### [Written problem]
Transcribe everything in the data word for word. Pictures are left out.

### [Input records]
--- start ---

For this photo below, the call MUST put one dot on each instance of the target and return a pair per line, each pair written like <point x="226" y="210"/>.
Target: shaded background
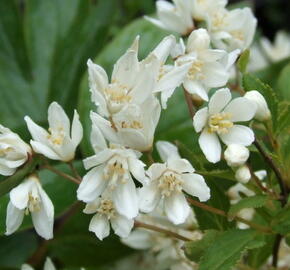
<point x="44" y="46"/>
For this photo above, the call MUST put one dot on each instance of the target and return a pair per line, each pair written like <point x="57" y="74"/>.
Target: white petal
<point x="136" y="167"/>
<point x="57" y="118"/>
<point x="38" y="133"/>
<point x="195" y="185"/>
<point x="14" y="218"/>
<point x="238" y="134"/>
<point x="219" y="100"/>
<point x="241" y="109"/>
<point x="197" y="88"/>
<point x="167" y="150"/>
<point x="92" y="185"/>
<point x="125" y="199"/>
<point x="149" y="197"/>
<point x="200" y="119"/>
<point x="126" y="68"/>
<point x="20" y="194"/>
<point x="98" y="159"/>
<point x="100" y="226"/>
<point x="48" y="265"/>
<point x="176" y="208"/>
<point x="210" y="146"/>
<point x="122" y="225"/>
<point x="77" y="129"/>
<point x="180" y="165"/>
<point x="44" y="218"/>
<point x="43" y="149"/>
<point x="156" y="170"/>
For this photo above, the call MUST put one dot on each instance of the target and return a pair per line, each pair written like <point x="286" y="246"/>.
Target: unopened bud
<point x="236" y="155"/>
<point x="243" y="174"/>
<point x="262" y="113"/>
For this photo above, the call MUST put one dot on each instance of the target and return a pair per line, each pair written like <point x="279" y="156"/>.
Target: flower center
<point x="194" y="71"/>
<point x="220" y="123"/>
<point x="107" y="208"/>
<point x="170" y="182"/>
<point x="56" y="136"/>
<point x="115" y="170"/>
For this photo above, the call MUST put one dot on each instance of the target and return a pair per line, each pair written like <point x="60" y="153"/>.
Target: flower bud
<point x="236" y="155"/>
<point x="13" y="151"/>
<point x="243" y="174"/>
<point x="262" y="113"/>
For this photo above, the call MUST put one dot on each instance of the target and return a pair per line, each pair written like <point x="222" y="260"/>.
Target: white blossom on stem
<point x="176" y="16"/>
<point x="218" y="121"/>
<point x="168" y="181"/>
<point x="112" y="167"/>
<point x="14" y="152"/>
<point x="29" y="197"/>
<point x="232" y="29"/>
<point x="105" y="213"/>
<point x="208" y="68"/>
<point x="61" y="139"/>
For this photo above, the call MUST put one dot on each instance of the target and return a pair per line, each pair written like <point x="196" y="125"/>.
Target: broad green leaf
<point x="283" y="83"/>
<point x="194" y="250"/>
<point x="250" y="82"/>
<point x="248" y="202"/>
<point x="228" y="248"/>
<point x="243" y="61"/>
<point x="17" y="178"/>
<point x="16" y="249"/>
<point x="281" y="222"/>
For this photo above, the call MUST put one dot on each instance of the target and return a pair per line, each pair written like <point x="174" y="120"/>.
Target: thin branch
<point x="150" y="227"/>
<point x="189" y="103"/>
<point x="224" y="214"/>
<point x="276" y="247"/>
<point x="62" y="174"/>
<point x="276" y="170"/>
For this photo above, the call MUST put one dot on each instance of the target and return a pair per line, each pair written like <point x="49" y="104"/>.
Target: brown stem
<point x="74" y="171"/>
<point x="150" y="227"/>
<point x="62" y="174"/>
<point x="276" y="249"/>
<point x="189" y="103"/>
<point x="276" y="170"/>
<point x="224" y="214"/>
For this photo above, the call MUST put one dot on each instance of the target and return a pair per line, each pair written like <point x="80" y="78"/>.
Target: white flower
<point x="208" y="69"/>
<point x="236" y="155"/>
<point x="218" y="121"/>
<point x="262" y="113"/>
<point x="106" y="213"/>
<point x="243" y="174"/>
<point x="112" y="167"/>
<point x="175" y="17"/>
<point x="201" y="8"/>
<point x="14" y="151"/>
<point x="48" y="265"/>
<point x="168" y="180"/>
<point x="279" y="50"/>
<point x="234" y="29"/>
<point x="61" y="140"/>
<point x="29" y="197"/>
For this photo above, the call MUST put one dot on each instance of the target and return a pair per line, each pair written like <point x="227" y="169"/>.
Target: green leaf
<point x="250" y="82"/>
<point x="17" y="178"/>
<point x="244" y="60"/>
<point x="248" y="202"/>
<point x="283" y="83"/>
<point x="281" y="222"/>
<point x="228" y="248"/>
<point x="194" y="250"/>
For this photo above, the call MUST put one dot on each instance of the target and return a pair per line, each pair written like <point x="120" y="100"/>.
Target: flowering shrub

--- end ---

### [Written answer]
For this photo below, the call MUST put one dot on each instance of the target and return a pair per line, each pair written like <point x="226" y="210"/>.
Target: shaded background
<point x="44" y="46"/>
For this photo above, the call MUST put one dot on each instance of the target and return a pair per line, each pair written like <point x="57" y="74"/>.
Target: white petal
<point x="136" y="167"/>
<point x="57" y="118"/>
<point x="38" y="133"/>
<point x="195" y="185"/>
<point x="14" y="218"/>
<point x="238" y="134"/>
<point x="219" y="100"/>
<point x="241" y="109"/>
<point x="197" y="88"/>
<point x="167" y="150"/>
<point x="92" y="185"/>
<point x="125" y="199"/>
<point x="149" y="197"/>
<point x="200" y="119"/>
<point x="126" y="68"/>
<point x="20" y="194"/>
<point x="98" y="159"/>
<point x="100" y="226"/>
<point x="48" y="265"/>
<point x="176" y="208"/>
<point x="210" y="146"/>
<point x="122" y="225"/>
<point x="77" y="129"/>
<point x="180" y="165"/>
<point x="44" y="218"/>
<point x="43" y="149"/>
<point x="156" y="170"/>
For this photo above, the call MUST put one dot on each instance of the target and return a pair per line, each pair written like <point x="286" y="246"/>.
Target: unopened bud
<point x="236" y="155"/>
<point x="243" y="174"/>
<point x="262" y="113"/>
For this photo above, the call MUST put one dot on each instance of the target and return a pair per line, each pair written like <point x="279" y="156"/>.
Target: flower center
<point x="194" y="71"/>
<point x="220" y="123"/>
<point x="107" y="208"/>
<point x="170" y="182"/>
<point x="56" y="136"/>
<point x="115" y="170"/>
For this photo above, the call MUST put one dot on each instance of the target and return a pair per line, each pair written like <point x="60" y="153"/>.
Target: flower bud
<point x="236" y="155"/>
<point x="13" y="151"/>
<point x="243" y="174"/>
<point x="262" y="113"/>
For this photo above, the call MUST put one dot on each instance of the target and return a pair per line, each pair written like <point x="222" y="260"/>.
Target: white blossom on stem
<point x="176" y="16"/>
<point x="218" y="121"/>
<point x="168" y="181"/>
<point x="112" y="167"/>
<point x="14" y="152"/>
<point x="29" y="197"/>
<point x="232" y="29"/>
<point x="105" y="213"/>
<point x="208" y="68"/>
<point x="61" y="139"/>
For this photo above, the call MUST put one dot on each instance of the target and return a pair per line, each pair written like <point x="196" y="125"/>.
Target: broad green leaf
<point x="283" y="83"/>
<point x="194" y="250"/>
<point x="250" y="82"/>
<point x="248" y="202"/>
<point x="228" y="248"/>
<point x="243" y="61"/>
<point x="17" y="178"/>
<point x="16" y="249"/>
<point x="281" y="222"/>
For this photo above, the call MUST put one dot on each instance of the target and return a pair per line, each pair written like <point x="174" y="120"/>.
Target: thin branch
<point x="150" y="227"/>
<point x="189" y="103"/>
<point x="224" y="214"/>
<point x="276" y="247"/>
<point x="62" y="174"/>
<point x="276" y="170"/>
For this photo above, the call MUST put one dot on each instance of the target and return a pair per line, each pair written like <point x="49" y="104"/>.
Target: brown stem
<point x="74" y="171"/>
<point x="150" y="227"/>
<point x="62" y="174"/>
<point x="276" y="249"/>
<point x="189" y="103"/>
<point x="276" y="170"/>
<point x="224" y="214"/>
For this photo above, the call MUST put one dot on each instance of the target and return a pair per line, each pair written like <point x="80" y="78"/>.
Target: white flower
<point x="208" y="69"/>
<point x="236" y="155"/>
<point x="218" y="121"/>
<point x="262" y="113"/>
<point x="106" y="213"/>
<point x="243" y="174"/>
<point x="112" y="167"/>
<point x="175" y="17"/>
<point x="201" y="8"/>
<point x="14" y="151"/>
<point x="48" y="265"/>
<point x="168" y="180"/>
<point x="279" y="50"/>
<point x="234" y="29"/>
<point x="61" y="140"/>
<point x="29" y="197"/>
For this photo above, the call MUST put one dot on each instance of the target and return a pair per line, each pair written like <point x="227" y="169"/>.
Target: green leaf
<point x="250" y="82"/>
<point x="17" y="178"/>
<point x="244" y="60"/>
<point x="248" y="202"/>
<point x="283" y="83"/>
<point x="281" y="222"/>
<point x="228" y="248"/>
<point x="194" y="250"/>
For this photo above, the call MUST put one dot on each instance of the target and return a pair per line, each pair written like <point x="120" y="100"/>.
Target: flowering shrub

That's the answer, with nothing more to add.